* **Task description**
Every line with "balcony" in it should be copied from the data.

##########

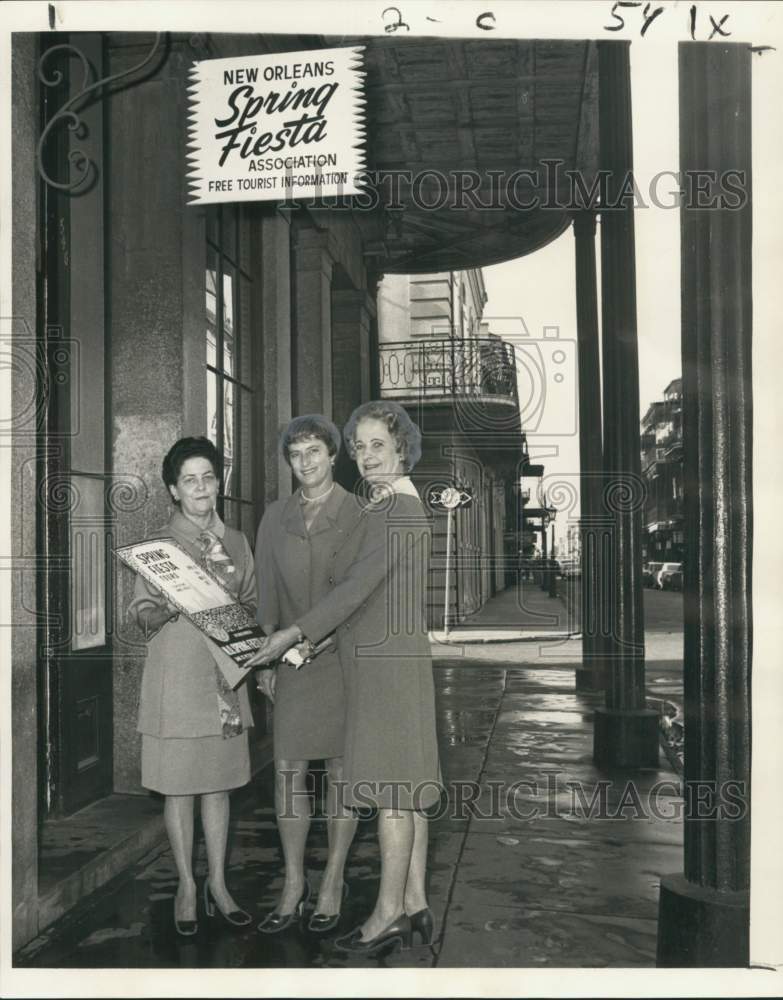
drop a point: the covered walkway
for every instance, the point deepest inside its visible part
(539, 860)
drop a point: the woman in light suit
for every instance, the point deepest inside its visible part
(296, 539)
(377, 606)
(194, 739)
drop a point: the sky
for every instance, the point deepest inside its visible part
(538, 291)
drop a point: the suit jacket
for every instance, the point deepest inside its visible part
(178, 696)
(378, 607)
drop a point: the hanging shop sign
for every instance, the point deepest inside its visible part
(276, 127)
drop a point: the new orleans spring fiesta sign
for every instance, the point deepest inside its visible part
(275, 127)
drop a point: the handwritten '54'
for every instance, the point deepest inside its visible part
(649, 15)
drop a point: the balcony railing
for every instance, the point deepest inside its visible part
(436, 369)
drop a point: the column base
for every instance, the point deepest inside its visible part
(625, 739)
(590, 678)
(700, 927)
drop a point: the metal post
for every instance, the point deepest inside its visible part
(449, 529)
(703, 917)
(590, 675)
(626, 732)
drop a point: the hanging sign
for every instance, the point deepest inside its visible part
(451, 497)
(276, 127)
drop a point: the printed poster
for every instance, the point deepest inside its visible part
(276, 127)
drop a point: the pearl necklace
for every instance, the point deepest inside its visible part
(321, 496)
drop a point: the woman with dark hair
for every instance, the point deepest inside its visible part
(295, 542)
(377, 606)
(194, 727)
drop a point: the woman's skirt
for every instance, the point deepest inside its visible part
(309, 712)
(194, 766)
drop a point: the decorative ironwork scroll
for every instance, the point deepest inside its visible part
(79, 161)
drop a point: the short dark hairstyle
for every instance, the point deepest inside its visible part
(310, 425)
(184, 449)
(405, 433)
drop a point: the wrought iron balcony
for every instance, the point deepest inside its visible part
(441, 370)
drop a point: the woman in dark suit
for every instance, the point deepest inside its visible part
(377, 606)
(296, 539)
(194, 727)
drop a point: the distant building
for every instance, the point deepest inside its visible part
(661, 446)
(458, 382)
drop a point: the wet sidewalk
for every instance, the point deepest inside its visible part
(540, 860)
(521, 612)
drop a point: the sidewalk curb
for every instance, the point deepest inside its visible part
(441, 640)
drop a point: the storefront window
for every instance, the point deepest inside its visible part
(229, 359)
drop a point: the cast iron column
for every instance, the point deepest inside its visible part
(626, 732)
(589, 676)
(704, 915)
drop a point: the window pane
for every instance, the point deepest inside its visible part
(88, 555)
(212, 223)
(232, 513)
(211, 288)
(212, 408)
(229, 312)
(211, 347)
(244, 333)
(244, 240)
(228, 438)
(228, 236)
(248, 519)
(243, 447)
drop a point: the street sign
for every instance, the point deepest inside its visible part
(450, 497)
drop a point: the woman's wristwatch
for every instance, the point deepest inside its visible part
(309, 647)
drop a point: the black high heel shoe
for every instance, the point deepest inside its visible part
(274, 923)
(398, 932)
(320, 923)
(423, 924)
(186, 928)
(239, 918)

##########

* **Solution for this exercise**
drop a point: the balcony railing
drop a point: the wrought iron balcony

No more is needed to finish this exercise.